### [Exercise requirements]
Can you lay out everything from the line containing "In the picture above, where can the blue sky" down to the end of the items below as a numbered list, leaving out any blank lines?

::: Records shown

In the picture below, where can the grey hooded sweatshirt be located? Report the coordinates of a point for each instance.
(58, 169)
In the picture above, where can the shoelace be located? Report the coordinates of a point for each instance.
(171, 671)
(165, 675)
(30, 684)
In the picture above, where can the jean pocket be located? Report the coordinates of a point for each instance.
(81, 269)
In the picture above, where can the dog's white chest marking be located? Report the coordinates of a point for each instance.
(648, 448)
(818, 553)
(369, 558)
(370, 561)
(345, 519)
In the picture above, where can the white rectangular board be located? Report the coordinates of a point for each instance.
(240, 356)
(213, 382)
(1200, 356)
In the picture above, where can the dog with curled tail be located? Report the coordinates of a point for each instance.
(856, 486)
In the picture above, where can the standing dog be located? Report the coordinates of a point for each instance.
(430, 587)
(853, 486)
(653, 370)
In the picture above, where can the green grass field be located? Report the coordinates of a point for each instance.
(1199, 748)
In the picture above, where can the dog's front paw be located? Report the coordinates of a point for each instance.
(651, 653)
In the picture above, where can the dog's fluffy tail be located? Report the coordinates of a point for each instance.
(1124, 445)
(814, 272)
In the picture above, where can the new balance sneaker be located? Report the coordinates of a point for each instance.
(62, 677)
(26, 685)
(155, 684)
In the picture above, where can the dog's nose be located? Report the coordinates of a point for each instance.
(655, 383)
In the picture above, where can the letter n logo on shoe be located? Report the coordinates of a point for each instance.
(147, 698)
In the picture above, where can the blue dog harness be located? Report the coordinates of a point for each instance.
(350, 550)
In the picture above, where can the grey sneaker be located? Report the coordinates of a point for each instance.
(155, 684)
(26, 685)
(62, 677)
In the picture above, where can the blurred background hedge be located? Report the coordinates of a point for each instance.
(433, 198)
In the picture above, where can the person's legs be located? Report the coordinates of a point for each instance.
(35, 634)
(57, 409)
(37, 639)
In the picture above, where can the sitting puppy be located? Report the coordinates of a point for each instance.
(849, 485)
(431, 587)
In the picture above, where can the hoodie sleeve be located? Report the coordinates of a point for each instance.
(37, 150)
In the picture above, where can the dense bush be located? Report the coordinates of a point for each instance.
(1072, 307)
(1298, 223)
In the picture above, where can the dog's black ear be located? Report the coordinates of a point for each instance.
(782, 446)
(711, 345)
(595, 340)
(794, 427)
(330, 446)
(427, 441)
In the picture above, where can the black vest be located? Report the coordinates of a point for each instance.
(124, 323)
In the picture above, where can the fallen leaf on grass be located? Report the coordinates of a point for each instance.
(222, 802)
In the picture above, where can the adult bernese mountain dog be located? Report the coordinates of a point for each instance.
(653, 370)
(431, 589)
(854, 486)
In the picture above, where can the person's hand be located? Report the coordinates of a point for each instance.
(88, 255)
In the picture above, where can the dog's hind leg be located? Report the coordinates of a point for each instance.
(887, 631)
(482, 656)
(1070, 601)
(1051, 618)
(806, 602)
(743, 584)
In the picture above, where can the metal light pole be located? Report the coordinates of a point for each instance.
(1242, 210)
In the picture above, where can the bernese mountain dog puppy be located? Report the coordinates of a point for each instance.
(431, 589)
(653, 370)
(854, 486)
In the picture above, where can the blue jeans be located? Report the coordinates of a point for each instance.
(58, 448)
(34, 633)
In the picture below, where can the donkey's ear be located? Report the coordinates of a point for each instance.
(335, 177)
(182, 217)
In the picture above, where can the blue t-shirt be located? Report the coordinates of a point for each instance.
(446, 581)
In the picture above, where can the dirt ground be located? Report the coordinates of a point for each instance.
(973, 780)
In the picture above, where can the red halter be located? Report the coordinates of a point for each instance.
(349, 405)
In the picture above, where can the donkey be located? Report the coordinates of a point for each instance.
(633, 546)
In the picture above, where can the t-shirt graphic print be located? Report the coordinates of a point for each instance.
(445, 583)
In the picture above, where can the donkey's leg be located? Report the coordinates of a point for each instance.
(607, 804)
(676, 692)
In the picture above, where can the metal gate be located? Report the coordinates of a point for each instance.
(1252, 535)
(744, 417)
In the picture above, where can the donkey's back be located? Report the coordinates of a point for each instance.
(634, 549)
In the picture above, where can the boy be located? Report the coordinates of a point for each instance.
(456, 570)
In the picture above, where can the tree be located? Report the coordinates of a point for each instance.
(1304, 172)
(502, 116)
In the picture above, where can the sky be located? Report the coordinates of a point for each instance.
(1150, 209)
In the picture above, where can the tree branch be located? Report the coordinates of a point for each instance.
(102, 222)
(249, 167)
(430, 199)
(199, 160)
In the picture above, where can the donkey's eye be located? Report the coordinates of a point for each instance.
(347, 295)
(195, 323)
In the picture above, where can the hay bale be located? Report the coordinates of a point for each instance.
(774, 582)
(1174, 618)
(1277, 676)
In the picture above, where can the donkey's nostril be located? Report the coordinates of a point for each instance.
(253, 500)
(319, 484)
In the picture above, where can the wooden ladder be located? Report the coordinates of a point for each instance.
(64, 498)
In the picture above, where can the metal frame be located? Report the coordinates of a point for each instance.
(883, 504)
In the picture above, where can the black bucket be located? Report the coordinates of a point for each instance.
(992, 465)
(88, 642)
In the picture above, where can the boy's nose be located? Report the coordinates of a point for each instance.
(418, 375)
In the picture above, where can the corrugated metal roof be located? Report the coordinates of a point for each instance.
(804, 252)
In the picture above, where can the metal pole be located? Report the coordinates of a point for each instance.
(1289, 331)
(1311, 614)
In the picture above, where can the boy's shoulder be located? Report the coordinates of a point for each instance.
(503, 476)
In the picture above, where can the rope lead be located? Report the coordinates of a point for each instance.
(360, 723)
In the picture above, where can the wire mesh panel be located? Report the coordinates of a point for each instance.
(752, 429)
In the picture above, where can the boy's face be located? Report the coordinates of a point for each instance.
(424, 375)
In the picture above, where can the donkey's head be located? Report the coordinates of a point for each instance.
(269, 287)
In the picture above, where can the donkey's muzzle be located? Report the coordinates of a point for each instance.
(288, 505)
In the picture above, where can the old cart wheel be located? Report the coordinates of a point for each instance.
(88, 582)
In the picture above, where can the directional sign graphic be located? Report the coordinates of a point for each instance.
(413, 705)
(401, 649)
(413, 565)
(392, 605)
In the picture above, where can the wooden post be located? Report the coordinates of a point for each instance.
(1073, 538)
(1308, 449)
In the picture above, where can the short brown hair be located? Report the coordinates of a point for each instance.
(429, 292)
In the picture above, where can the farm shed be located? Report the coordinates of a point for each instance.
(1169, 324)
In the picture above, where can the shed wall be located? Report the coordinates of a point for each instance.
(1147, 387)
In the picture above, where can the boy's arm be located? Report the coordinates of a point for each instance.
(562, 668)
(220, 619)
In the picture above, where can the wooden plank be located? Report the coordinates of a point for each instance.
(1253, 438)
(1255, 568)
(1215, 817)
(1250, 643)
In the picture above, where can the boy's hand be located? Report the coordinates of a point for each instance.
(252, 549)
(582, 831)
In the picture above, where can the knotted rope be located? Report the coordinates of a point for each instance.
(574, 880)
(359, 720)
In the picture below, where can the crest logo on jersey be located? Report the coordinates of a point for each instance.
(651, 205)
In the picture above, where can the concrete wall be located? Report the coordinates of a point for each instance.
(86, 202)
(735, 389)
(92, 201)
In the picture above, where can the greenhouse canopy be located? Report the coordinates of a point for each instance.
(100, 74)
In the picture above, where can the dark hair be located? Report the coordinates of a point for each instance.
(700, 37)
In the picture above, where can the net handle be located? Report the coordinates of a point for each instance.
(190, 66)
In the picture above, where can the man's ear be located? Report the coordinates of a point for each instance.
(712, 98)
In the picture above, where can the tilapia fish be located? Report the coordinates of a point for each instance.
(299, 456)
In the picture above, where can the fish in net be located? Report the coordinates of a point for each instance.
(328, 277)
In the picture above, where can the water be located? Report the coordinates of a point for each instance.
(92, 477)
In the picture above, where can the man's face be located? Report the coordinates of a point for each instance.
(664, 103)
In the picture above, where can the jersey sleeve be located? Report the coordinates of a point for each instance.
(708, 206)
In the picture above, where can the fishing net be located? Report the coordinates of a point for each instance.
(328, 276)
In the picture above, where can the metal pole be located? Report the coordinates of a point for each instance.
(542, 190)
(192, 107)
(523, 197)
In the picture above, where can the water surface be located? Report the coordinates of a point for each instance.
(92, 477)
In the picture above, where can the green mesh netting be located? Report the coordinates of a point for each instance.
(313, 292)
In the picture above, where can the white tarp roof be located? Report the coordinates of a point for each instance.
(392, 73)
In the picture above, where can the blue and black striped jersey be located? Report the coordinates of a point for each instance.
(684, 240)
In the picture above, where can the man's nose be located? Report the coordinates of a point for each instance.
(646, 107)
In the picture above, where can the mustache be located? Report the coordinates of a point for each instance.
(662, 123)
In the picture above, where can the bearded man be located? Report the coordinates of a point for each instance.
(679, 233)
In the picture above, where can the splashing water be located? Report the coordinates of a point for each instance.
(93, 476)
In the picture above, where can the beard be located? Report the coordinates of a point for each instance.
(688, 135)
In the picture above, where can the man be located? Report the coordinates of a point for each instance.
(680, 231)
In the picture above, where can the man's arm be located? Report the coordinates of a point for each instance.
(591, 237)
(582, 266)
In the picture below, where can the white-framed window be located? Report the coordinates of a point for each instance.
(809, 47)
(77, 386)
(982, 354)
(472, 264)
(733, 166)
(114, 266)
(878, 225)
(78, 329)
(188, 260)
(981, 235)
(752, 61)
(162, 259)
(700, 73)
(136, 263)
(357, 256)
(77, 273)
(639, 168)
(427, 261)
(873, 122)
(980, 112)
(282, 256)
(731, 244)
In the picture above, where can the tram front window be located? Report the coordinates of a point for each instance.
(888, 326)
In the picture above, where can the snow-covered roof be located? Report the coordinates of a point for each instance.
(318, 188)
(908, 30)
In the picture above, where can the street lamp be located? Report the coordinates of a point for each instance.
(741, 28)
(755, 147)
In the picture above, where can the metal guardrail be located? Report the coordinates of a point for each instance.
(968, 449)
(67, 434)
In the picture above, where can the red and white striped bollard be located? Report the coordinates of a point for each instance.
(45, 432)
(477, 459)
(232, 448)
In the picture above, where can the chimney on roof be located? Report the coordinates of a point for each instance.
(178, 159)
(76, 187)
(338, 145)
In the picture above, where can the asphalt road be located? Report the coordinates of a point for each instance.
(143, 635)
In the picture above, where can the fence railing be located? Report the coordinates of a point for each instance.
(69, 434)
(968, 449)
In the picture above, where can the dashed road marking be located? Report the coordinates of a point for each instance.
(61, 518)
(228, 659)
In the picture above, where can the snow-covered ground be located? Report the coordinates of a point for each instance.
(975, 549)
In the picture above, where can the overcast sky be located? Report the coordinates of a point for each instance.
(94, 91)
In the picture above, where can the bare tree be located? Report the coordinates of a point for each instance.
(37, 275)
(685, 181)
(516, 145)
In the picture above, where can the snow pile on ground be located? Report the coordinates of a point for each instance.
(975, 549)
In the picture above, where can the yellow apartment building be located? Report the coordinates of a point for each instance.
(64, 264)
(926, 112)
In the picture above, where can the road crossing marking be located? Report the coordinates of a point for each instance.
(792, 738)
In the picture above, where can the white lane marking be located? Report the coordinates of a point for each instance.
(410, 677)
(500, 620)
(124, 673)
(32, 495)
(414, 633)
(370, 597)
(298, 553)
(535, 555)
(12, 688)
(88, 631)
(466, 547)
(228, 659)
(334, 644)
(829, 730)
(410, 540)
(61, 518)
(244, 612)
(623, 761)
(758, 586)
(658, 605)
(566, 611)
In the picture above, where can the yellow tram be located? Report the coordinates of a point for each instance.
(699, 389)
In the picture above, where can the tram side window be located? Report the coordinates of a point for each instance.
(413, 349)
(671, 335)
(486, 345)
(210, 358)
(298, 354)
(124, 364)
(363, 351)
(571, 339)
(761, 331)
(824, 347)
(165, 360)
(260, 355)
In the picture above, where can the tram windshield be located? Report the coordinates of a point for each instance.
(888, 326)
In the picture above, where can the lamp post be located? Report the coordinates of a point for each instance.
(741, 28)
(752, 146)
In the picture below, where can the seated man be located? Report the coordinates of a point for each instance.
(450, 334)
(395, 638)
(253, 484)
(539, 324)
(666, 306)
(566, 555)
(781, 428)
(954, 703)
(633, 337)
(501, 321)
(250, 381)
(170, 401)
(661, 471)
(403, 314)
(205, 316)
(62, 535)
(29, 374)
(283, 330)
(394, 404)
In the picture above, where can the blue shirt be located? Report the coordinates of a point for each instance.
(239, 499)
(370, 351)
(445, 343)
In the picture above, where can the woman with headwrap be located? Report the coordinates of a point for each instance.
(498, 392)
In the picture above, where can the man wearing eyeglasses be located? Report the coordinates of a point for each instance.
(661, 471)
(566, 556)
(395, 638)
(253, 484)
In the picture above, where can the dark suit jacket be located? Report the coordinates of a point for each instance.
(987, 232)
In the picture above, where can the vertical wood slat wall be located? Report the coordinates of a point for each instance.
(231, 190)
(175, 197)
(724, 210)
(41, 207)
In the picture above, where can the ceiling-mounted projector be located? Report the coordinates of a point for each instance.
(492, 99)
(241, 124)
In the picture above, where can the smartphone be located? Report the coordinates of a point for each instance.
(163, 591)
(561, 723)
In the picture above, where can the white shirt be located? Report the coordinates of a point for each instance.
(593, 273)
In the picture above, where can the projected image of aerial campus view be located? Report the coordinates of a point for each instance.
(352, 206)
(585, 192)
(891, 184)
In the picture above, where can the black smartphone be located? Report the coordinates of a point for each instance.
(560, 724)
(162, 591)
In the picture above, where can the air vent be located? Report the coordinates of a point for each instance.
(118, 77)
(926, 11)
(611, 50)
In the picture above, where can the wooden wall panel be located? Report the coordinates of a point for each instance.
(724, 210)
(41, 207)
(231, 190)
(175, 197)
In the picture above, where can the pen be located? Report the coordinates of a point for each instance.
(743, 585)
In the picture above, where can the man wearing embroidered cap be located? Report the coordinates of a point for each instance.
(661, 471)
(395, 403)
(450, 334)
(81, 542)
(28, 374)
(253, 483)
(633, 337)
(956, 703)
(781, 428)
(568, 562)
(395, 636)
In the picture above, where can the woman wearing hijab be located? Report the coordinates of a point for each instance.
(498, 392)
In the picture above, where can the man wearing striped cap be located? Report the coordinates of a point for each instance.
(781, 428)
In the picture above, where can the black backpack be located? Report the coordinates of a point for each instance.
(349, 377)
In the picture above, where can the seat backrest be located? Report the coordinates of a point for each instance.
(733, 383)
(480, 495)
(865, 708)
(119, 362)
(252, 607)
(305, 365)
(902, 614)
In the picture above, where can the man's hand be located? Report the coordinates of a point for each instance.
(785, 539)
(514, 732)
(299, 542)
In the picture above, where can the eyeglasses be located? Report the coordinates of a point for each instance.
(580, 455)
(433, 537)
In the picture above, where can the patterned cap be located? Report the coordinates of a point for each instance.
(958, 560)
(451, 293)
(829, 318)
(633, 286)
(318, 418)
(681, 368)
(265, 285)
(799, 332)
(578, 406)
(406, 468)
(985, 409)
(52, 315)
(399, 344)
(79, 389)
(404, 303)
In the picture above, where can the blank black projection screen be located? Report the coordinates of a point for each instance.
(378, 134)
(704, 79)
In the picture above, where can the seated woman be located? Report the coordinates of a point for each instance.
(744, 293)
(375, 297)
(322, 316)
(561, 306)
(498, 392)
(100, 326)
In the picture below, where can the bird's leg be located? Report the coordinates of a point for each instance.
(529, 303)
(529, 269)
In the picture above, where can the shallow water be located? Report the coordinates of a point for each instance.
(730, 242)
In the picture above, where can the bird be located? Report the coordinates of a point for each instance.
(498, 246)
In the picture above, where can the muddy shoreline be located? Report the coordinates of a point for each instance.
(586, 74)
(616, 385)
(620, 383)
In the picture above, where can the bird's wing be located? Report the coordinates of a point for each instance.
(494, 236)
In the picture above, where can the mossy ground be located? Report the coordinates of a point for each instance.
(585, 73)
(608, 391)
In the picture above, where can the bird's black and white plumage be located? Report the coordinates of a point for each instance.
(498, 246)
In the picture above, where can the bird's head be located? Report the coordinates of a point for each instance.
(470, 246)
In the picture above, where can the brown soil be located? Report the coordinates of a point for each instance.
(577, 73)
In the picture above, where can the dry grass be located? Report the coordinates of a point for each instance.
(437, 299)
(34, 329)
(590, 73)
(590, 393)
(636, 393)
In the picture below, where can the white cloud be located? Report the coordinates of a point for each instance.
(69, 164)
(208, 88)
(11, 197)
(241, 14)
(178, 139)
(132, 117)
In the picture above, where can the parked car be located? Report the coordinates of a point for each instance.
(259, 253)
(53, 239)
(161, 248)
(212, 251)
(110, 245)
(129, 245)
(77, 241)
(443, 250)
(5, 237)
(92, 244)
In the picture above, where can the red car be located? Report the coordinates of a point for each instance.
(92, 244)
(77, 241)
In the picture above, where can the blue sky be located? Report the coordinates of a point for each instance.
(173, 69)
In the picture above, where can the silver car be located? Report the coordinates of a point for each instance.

::::::

### [Solved exercise]
1. In the picture above, where can the blue sky be located? Report the coordinates of a point for each instance.
2. (173, 69)
3. In the picture above, where can the silver car be located? Report the coordinates of a point for each instance.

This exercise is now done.